WRITTEN REQUEST
Express the entries from the line containing "For the person in dark" through the last line of the entries as a JSON list of strings, one string per line and none for blank lines. Omit the pictures from the list.

EXERCISE INPUT
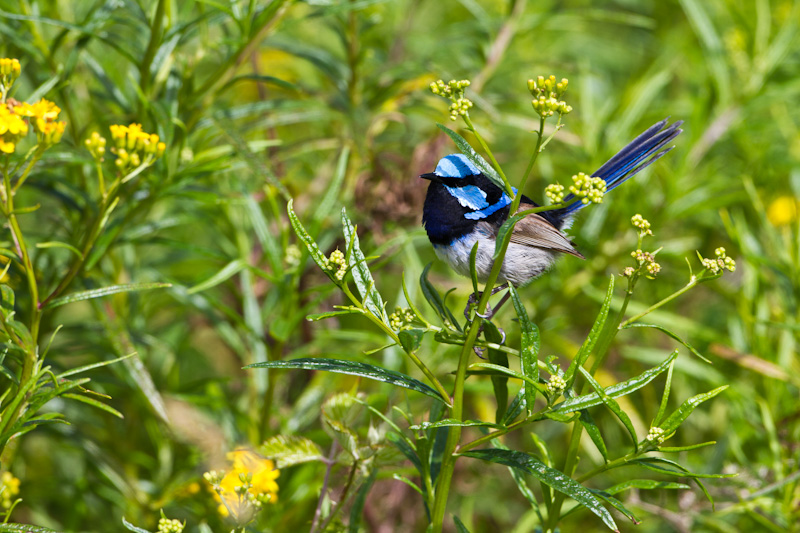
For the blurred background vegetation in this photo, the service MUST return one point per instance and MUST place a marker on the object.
(259, 101)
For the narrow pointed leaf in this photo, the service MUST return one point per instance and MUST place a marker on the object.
(361, 275)
(613, 406)
(303, 235)
(549, 476)
(105, 291)
(615, 391)
(588, 345)
(340, 366)
(594, 433)
(290, 450)
(676, 418)
(529, 349)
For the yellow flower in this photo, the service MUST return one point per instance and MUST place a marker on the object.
(242, 490)
(9, 487)
(12, 129)
(782, 211)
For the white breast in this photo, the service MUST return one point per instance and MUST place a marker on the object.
(521, 264)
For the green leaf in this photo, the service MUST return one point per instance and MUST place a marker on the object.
(662, 408)
(411, 339)
(290, 450)
(435, 300)
(594, 433)
(465, 148)
(615, 391)
(105, 291)
(92, 366)
(460, 527)
(354, 368)
(361, 275)
(588, 345)
(23, 528)
(616, 504)
(56, 244)
(358, 504)
(613, 406)
(529, 349)
(450, 422)
(549, 476)
(228, 271)
(644, 484)
(7, 302)
(496, 357)
(93, 403)
(679, 415)
(328, 314)
(131, 527)
(303, 235)
(672, 335)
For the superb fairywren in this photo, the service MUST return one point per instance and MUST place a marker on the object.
(463, 206)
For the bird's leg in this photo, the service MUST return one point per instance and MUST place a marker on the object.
(476, 296)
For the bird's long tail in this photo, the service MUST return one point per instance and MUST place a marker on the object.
(638, 155)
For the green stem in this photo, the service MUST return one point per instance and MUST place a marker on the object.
(495, 164)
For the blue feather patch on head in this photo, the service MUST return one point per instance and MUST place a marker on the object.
(471, 197)
(456, 166)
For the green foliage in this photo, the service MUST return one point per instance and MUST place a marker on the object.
(121, 397)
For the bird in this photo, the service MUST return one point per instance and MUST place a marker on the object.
(463, 206)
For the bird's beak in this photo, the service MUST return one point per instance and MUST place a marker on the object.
(431, 176)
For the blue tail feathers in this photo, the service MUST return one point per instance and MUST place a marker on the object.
(635, 157)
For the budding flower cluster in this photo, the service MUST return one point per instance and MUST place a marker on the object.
(547, 94)
(588, 189)
(647, 260)
(556, 384)
(642, 224)
(401, 319)
(165, 525)
(721, 262)
(96, 144)
(454, 91)
(555, 193)
(337, 264)
(656, 435)
(134, 147)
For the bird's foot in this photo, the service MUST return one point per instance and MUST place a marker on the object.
(474, 298)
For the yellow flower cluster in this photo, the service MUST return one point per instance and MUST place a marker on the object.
(642, 224)
(42, 115)
(720, 263)
(401, 319)
(454, 90)
(556, 384)
(133, 146)
(555, 193)
(647, 260)
(656, 435)
(547, 94)
(243, 490)
(588, 189)
(337, 264)
(9, 487)
(10, 70)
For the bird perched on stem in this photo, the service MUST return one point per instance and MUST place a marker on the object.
(463, 207)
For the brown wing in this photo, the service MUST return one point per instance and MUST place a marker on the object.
(533, 230)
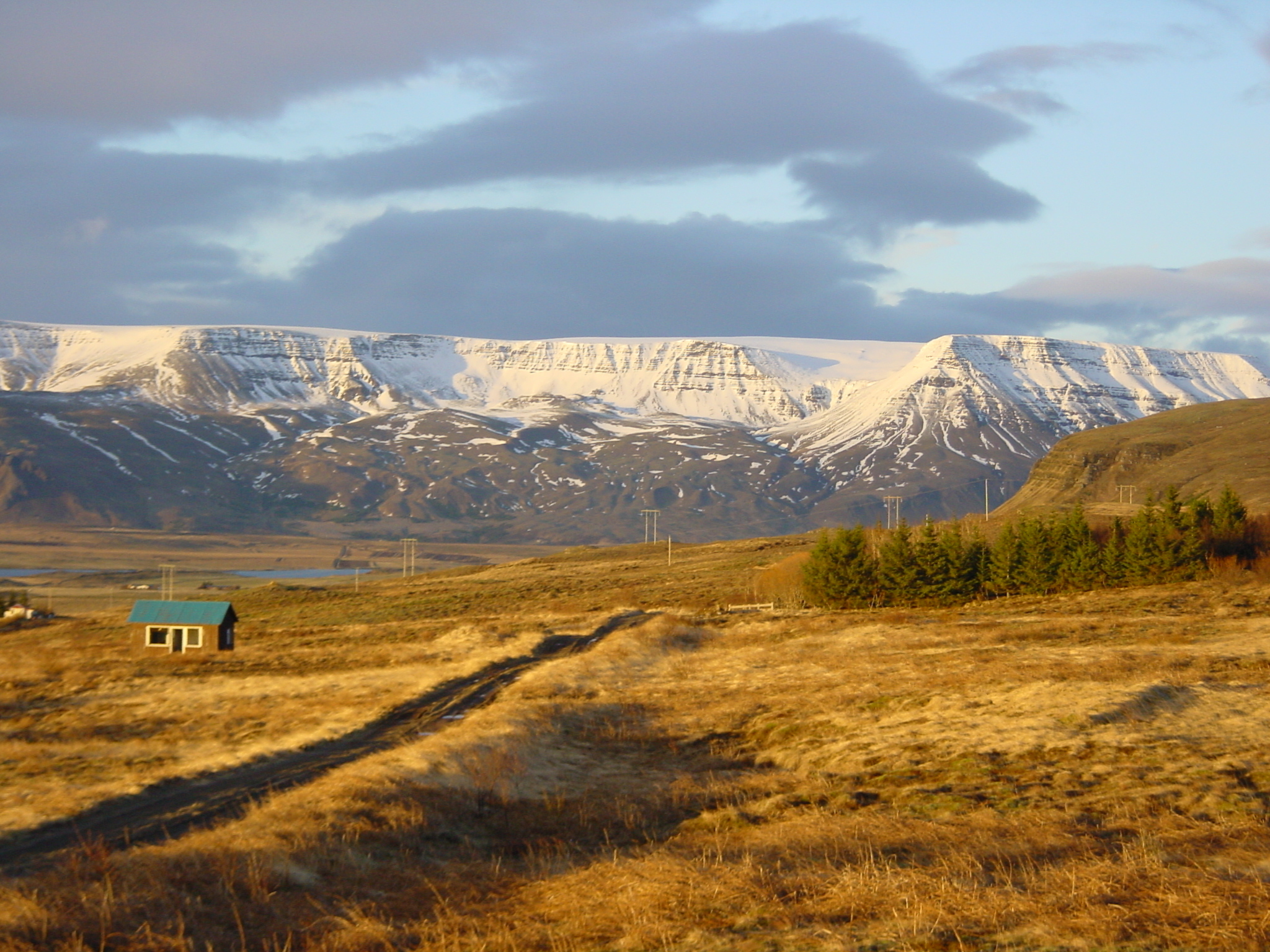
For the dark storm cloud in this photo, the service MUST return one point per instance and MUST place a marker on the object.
(141, 63)
(534, 273)
(103, 235)
(716, 99)
(892, 190)
(50, 179)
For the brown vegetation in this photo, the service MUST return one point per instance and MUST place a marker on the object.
(1070, 772)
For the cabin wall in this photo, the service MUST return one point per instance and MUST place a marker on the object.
(213, 639)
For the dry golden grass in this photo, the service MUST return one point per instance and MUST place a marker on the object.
(86, 720)
(1086, 772)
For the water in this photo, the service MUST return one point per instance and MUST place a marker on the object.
(298, 573)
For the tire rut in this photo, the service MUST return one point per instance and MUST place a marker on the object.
(173, 808)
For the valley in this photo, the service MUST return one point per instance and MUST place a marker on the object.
(1028, 774)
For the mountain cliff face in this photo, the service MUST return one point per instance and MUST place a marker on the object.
(551, 439)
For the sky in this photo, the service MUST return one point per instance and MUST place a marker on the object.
(643, 168)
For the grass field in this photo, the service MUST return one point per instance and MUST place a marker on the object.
(1081, 772)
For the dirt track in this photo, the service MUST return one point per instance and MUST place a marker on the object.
(173, 808)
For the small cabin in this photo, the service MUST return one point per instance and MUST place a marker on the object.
(177, 627)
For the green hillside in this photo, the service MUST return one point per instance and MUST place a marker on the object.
(1197, 448)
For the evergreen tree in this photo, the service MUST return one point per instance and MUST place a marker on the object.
(1142, 557)
(1230, 513)
(934, 569)
(841, 571)
(1038, 565)
(1192, 551)
(1077, 553)
(1006, 559)
(975, 564)
(1113, 560)
(898, 574)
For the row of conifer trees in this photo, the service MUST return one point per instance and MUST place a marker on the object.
(1166, 540)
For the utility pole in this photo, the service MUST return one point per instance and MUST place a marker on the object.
(893, 505)
(408, 557)
(169, 582)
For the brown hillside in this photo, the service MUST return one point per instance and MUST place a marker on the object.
(1197, 448)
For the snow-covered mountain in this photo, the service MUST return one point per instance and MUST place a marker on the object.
(568, 439)
(241, 368)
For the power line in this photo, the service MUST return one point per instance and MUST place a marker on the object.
(168, 584)
(649, 519)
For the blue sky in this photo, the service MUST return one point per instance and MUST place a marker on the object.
(992, 167)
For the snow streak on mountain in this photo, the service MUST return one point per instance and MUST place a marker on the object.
(550, 439)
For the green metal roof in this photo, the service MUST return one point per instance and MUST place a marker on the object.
(182, 612)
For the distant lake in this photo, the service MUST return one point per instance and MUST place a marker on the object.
(299, 573)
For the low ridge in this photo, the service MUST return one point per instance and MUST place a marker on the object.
(1197, 448)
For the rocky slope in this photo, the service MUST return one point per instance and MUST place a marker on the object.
(550, 439)
(1197, 448)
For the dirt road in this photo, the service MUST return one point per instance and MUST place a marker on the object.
(173, 808)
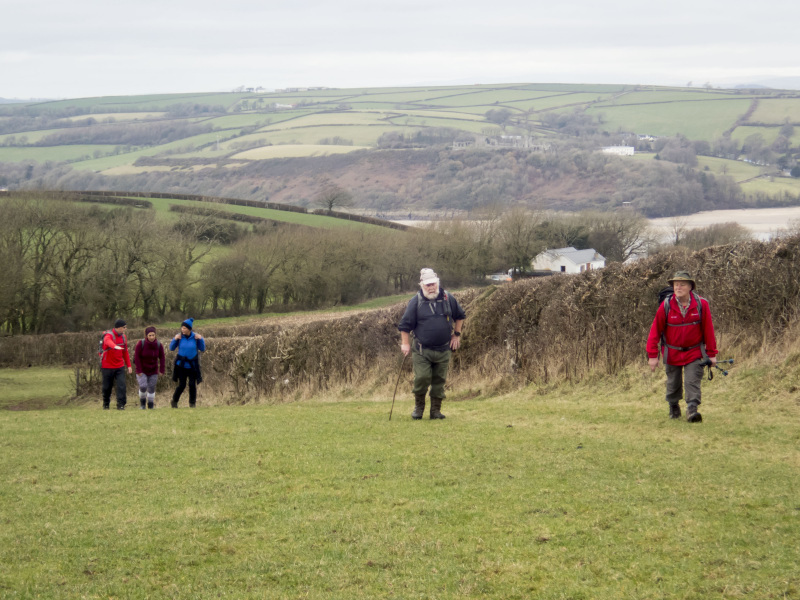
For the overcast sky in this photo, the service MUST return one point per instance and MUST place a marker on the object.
(100, 48)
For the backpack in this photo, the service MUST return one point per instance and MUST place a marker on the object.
(101, 352)
(446, 306)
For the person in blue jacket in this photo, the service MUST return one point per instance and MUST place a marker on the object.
(187, 362)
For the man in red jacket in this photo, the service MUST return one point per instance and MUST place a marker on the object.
(115, 359)
(684, 327)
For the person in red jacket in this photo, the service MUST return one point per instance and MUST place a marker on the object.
(115, 359)
(685, 330)
(149, 360)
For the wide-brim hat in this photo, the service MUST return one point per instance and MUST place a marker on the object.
(681, 276)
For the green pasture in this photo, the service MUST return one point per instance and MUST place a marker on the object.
(737, 169)
(582, 492)
(482, 97)
(567, 101)
(589, 88)
(154, 102)
(661, 95)
(259, 119)
(770, 134)
(108, 162)
(329, 118)
(411, 96)
(35, 388)
(423, 120)
(777, 111)
(294, 151)
(360, 135)
(207, 325)
(436, 114)
(131, 116)
(772, 186)
(71, 153)
(702, 120)
(31, 137)
(161, 205)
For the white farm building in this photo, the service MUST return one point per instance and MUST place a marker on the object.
(569, 260)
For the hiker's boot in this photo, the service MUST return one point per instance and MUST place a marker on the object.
(692, 415)
(436, 408)
(419, 407)
(674, 411)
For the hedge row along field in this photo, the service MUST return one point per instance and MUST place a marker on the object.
(539, 330)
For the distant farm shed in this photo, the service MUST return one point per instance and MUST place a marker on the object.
(569, 260)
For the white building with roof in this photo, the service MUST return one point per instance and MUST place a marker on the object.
(569, 260)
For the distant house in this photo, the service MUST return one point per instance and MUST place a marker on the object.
(619, 150)
(569, 260)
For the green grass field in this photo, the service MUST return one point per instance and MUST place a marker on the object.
(584, 492)
(53, 153)
(701, 120)
(36, 387)
(267, 152)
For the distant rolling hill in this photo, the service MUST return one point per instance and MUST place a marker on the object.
(285, 145)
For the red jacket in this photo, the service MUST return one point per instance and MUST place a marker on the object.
(683, 332)
(115, 359)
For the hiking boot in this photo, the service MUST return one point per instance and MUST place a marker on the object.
(419, 408)
(436, 408)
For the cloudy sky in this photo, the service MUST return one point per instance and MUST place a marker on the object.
(100, 48)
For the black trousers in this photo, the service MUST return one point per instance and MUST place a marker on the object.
(110, 378)
(183, 376)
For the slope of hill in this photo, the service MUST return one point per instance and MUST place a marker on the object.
(281, 146)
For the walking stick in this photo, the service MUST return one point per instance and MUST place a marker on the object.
(402, 364)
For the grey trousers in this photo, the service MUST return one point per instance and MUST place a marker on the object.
(430, 370)
(685, 377)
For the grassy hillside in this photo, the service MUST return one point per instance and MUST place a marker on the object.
(584, 491)
(556, 473)
(243, 144)
(309, 115)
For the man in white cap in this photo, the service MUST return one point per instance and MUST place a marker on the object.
(430, 330)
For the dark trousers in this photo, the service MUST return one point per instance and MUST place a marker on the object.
(113, 377)
(684, 377)
(183, 376)
(430, 370)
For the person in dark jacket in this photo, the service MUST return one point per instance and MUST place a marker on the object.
(149, 360)
(187, 362)
(113, 363)
(684, 327)
(430, 330)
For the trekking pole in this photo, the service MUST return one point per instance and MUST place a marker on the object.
(400, 372)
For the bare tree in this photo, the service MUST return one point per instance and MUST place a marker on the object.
(677, 229)
(332, 196)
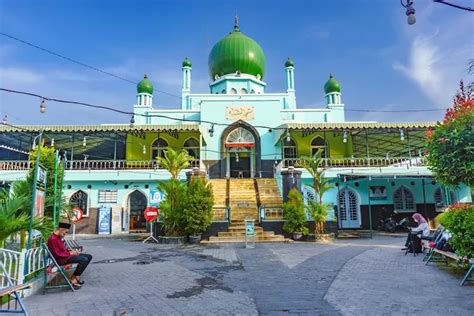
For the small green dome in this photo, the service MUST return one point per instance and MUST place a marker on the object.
(187, 62)
(332, 85)
(145, 86)
(236, 52)
(289, 63)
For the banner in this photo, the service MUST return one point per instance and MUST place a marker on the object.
(104, 220)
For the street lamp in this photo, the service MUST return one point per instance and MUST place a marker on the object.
(410, 12)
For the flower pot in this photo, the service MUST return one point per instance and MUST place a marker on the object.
(297, 236)
(172, 240)
(196, 239)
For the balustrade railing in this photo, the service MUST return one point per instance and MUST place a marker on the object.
(361, 162)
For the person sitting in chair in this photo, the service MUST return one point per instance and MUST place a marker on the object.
(63, 256)
(422, 229)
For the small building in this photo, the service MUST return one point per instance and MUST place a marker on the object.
(238, 132)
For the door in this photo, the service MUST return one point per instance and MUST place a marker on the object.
(349, 209)
(137, 205)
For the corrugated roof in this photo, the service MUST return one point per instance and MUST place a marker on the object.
(98, 128)
(358, 125)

EXPECTED OUTPUT
[
  "For the person in dark jacket in this photo, the service MUST return one point per instance and MUST place a marker on the object.",
  "(149, 360)",
  "(187, 362)",
  "(113, 363)",
  "(684, 327)",
  "(430, 330)",
  "For the trekking pole in this photo, the service MUST return one point per instance and MUST place a marker on the object.",
  "(400, 372)",
  "For the bare tree in this photo, the service MUST return one point per instance and MUST place a marker on the object.",
  "(677, 229)",
  "(332, 196)",
  "For the small green dome in this photo, the service MUST return one point per instance and MUST place a marker on the object.",
  "(187, 62)",
  "(332, 85)",
  "(145, 86)",
  "(236, 52)",
  "(289, 63)",
  "For the banner in this photo, the service MUST return one point per instance and MUST place a marker on the object.",
  "(104, 220)",
  "For the street lamp in this photo, the service MUST return one point per instance and MUST place a marker on the object.",
  "(410, 12)",
  "For the flower pot in this photo, the service MUST return one point per instance and MUST place a marker on the object.",
  "(297, 236)",
  "(172, 240)",
  "(196, 239)",
  "For the balustrade railing in this photo, the service MUST return one point per instance and MUST place a marker on the object.",
  "(361, 162)",
  "For the person sitting in chair in this photo, the service MUST return one point per instance and MUST place a marker on the object.",
  "(63, 256)",
  "(422, 229)",
  "For the small building in this photo, the service MUST return one point per instance and MUST place a marker on the object.",
  "(238, 132)",
  "For the door in this photo, the service MUST return one point per instance and MUST place a marker on the object.",
  "(349, 209)",
  "(137, 205)",
  "For the corrugated roof in this photo, the service MUST return one point per instance and MUST place a marker on the object.",
  "(98, 128)",
  "(358, 125)"
]